What to produce
Count the lines in the records below that contain the string "building", treating uppercase and lowercase as different, and give only that number.

Entries supplied
···

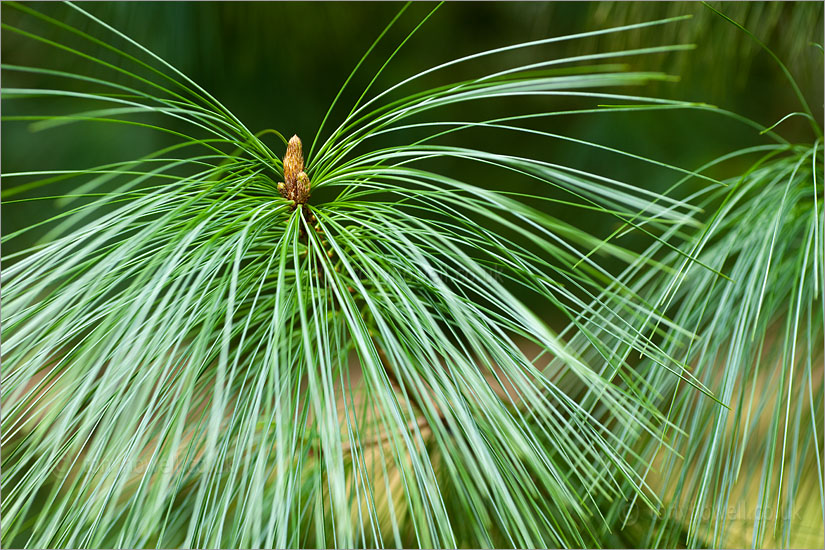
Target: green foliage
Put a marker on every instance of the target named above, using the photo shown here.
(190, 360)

···

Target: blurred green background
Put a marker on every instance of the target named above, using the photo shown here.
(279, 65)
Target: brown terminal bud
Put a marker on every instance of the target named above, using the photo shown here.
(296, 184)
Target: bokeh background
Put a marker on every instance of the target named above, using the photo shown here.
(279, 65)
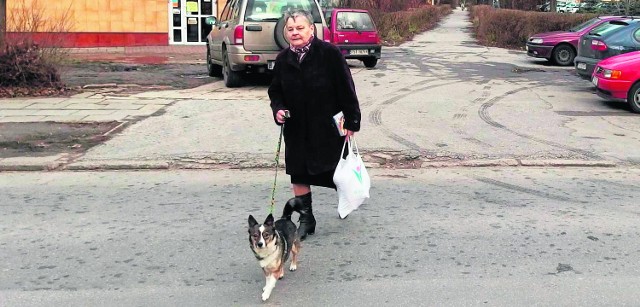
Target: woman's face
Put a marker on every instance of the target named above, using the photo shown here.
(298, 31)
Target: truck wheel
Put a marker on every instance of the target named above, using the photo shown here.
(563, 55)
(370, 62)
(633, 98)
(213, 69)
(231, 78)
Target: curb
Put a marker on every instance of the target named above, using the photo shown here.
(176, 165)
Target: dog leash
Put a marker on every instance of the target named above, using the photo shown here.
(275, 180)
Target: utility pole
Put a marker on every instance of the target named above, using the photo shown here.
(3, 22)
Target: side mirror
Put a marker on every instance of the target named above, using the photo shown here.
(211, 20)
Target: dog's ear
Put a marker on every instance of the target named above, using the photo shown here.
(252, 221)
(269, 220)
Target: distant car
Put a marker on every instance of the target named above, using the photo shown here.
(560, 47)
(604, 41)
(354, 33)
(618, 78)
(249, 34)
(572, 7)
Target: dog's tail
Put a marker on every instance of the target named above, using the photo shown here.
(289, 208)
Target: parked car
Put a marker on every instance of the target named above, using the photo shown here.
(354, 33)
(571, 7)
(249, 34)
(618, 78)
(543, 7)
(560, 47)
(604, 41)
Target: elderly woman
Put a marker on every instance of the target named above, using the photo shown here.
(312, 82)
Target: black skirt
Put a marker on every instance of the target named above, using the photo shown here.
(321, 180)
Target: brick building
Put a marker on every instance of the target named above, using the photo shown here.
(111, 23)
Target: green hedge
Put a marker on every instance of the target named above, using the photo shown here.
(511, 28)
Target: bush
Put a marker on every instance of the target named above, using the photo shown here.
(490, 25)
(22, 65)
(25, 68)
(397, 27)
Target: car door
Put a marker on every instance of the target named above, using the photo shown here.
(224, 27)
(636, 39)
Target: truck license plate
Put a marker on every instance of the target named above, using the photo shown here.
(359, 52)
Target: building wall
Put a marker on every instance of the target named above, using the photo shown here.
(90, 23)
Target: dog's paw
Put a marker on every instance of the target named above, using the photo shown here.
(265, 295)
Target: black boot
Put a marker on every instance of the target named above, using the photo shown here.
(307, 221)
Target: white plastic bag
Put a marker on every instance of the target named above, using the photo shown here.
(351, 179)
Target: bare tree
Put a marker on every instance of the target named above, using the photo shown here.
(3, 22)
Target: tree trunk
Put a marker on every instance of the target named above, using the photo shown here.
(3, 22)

···

Right answer
2